§ **作業一覧**:
A – Thunderspyの記事をもとに、次の問いに答えてください。
(i) Thunderspyを明らかにした研究者は、どの大学に所属しているか。
(ii) Ruytenberg氏が作成した、ファームウェアにパッチを当てるツールキットの名前は何か。
(iii) 昨年、複数の大学のセキュリティ研究者から成るグループが明らかにした攻撃手法の名前は何か。
B – 次の各文がThunderspyの記事の内容と合っているかを判断してください。判断の根拠となる記事中の言葉を、そのまま引用して添えてください。
(i) この攻撃はストレージの暗号化で防ぐことができる。
(ii) この攻撃を行うには、PC内部に物理的にアクセスする必要がある。
(iii) Thunderboltポートを備えたMacは攻撃の対象にならない。
C – Thunderspyの記事から、「ThunderspyはDMA」から「Access (Kernel DNA)という保護技術を用意した。」までの部分を、両端も含めて一字も変えずに書き写してください。

§ **提示テキスト**:
アイントホーフェン工科大学の研究者Björn Ruytenberg氏が「Thunderspy」というThunderboltインターフェイスに対する物理的な攻撃手法を明らかにした。Thunderboltのセキュリティを迂回して簡単にPC内部のデータにアクセスできるとしている。それに対して、Thunderboltテクノロジーを開発するIntelは、「More information on Thunderbolt security」というブログ記事を公開。Thunderboltのセキュリティをめぐる論争が勃発している。
Ruytenberg氏によると、2019年よりも前のThunderboltを搭載するWindows PCまたはLinux PCで、電源が入ったままならスリープまたはロックされた状態からでもログインをバイパスしてPC内のデータにフルアクセスできる。ストレージの暗号化でも防げないという。
この攻撃手法ではノートPCの筐体底部を外すなど物理的にPC内部にアクセスする必要があるが、PCを分解する知識を持つ人なら短時間で、攻撃の痕跡を残さずにデータを抜き出せるという。持ち主不在の間に、机の上に置かれたままのPCやホテルの部屋に残されたPCなどからデータが盗みとられる「evil maid (邪悪なメイド)」攻撃の脅威に、多くのPCがさらされるとしている。Ruytenberg氏の説明では、同氏が作成した「Thunderbolt Controller Firmware Patcher (tcfp)」というファームウェアにパッチを当てるツールキットは、Thunderboltのセキュリティだけではなく、将来のファームウェアアップデートも無効化する。なお、Thunderboltポートを備えたMacも攻撃の対象にはなるが、macOSが受ける影響は一部に限られるという。
ThunderspyはDMA (ダイレクトメモリーアクセス)攻撃である。Thunderboltでは、PCIホットブラグインデバイスがメモリとの間で直接データを転送して優れたパフォーマンスを発揮する。だが、外部機器にメモリーへの直接アクセスを認めることはセキュリティのリスクが高まることを意味する。昨年、複数の大学のセキュリティ研究者から成るグループがDMAからThunderboltのセキュリティを回避する「Thunderclap」という攻撃手法を明らかにしていた。
ThunderclapはThunderboltのセキュリティレベルを引き上げたり、またはThunderbolt機能を無効 (DisplayPortもしくはUSB-Cとしてのみ使用)にすることで対処できたが、そうした方法ではThunderboltインターフェイスの価値が損なわれる。そこでIntelは、対策としてKernel Direct Memory Access (Kernel DNA)という保護技術を用意した。

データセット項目

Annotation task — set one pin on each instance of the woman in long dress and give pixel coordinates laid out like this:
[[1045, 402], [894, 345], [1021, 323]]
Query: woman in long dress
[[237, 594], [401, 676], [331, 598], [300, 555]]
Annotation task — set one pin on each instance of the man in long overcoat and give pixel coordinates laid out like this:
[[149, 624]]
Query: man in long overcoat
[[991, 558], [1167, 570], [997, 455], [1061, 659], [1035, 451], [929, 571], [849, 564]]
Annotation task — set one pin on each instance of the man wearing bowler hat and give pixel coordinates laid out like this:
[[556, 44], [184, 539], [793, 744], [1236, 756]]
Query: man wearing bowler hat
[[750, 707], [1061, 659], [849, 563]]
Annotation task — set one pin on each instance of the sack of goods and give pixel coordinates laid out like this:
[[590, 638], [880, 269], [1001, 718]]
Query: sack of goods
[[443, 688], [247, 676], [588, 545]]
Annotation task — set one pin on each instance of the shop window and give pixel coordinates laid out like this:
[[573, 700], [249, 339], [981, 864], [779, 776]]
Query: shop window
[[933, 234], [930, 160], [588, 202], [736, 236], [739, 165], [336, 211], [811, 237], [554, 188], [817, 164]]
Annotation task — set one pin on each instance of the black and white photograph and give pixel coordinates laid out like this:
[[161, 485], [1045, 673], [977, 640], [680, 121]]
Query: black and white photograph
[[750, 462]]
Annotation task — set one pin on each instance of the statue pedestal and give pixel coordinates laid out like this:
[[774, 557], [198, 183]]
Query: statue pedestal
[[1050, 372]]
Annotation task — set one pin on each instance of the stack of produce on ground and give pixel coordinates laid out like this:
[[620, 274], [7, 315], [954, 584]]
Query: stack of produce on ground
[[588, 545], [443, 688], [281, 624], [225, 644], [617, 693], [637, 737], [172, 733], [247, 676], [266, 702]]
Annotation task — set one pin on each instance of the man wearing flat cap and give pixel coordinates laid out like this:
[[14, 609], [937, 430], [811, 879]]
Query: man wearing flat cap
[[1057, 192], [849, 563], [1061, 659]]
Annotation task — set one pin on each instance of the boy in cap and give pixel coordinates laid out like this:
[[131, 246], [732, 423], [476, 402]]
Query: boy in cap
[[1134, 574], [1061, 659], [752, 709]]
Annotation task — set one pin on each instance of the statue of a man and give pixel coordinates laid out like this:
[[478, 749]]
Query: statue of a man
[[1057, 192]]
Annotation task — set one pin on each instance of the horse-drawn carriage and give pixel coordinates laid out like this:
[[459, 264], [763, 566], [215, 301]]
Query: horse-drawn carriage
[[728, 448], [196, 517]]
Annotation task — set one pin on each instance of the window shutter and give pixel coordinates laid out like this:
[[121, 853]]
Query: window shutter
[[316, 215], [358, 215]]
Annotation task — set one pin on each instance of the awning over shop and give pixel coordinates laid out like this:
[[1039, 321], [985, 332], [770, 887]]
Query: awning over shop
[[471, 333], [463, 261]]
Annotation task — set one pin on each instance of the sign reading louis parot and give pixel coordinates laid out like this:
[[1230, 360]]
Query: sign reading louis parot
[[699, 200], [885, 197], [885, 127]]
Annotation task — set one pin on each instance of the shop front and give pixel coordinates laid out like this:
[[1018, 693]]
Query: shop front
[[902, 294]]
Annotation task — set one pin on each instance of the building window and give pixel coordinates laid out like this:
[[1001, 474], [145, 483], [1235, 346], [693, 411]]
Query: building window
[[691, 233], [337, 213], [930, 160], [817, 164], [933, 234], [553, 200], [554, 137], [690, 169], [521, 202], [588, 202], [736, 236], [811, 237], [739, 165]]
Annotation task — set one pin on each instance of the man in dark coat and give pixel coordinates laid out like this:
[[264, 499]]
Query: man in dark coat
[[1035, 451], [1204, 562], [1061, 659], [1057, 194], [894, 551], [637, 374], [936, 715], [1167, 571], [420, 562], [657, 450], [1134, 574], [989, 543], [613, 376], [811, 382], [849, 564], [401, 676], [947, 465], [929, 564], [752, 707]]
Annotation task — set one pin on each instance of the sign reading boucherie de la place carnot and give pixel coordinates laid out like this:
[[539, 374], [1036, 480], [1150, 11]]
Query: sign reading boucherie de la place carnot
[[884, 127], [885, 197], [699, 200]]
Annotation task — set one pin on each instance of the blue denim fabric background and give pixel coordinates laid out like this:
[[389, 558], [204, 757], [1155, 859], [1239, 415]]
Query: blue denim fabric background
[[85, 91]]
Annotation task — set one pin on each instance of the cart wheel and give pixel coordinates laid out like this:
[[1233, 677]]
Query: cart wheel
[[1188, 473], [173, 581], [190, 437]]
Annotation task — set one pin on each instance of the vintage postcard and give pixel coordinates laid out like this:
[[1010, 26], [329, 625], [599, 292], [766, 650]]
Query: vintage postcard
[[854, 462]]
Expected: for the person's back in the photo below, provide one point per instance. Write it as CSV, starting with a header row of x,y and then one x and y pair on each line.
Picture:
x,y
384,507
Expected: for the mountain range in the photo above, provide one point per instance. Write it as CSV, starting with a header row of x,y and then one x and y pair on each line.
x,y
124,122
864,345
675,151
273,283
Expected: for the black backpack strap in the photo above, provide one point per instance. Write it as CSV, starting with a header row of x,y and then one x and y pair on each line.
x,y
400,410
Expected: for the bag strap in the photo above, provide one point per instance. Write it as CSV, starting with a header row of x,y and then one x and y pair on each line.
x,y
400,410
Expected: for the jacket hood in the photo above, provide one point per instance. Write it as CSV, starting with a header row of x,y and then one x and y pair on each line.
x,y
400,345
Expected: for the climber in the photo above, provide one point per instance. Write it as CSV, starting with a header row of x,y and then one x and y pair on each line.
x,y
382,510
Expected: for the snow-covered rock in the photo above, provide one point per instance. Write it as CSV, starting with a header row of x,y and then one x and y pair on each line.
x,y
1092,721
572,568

§ **各作業の解答**:
A –
(i) アイントホーフェン工科大学
(ii) Thunderbolt Controller Firmware Patcher (tcfp)
(iii) Thunderclap

B –
(i) いいえ。「ストレージの暗号化でも防げないという。」
(ii) はい。「この攻撃手法ではノートPCの筐体底部を外すなど物理的にPC内部にアクセスする必要がある」
(iii) いいえ。「Thunderboltポートを備えたMacも攻撃の対象にはなる」

C –
ThunderspyはDMA (ダイレクトメモリーアクセス)攻撃である。Thunderboltでは、PCIホットブラグインデバイスがメモリとの間で直接データを転送して優れたパフォーマンスを発揮する。だが、外部機器にメモリーへの直接アクセスを認めることはセキュリティのリスクが高まることを意味する。昨年、複数の大学のセキュリティ研究者から成るグループがDMAからThunderboltのセキュリティを回避する「Thunderclap」という攻撃手法を明らかにしていた。
ThunderclapはThunderboltのセキュリティレベルを引き上げたり、またはThunderbolt機能を無効 (DisplayPortもしくはUSB-Cとしてのみ使用)にすることで対処できたが、そうした方法ではThunderboltインターフェイスの価値が損なわれる。そこでIntelは、対策としてKernel Direct Memory Access (Kernel DNA)という保護技術を用意した。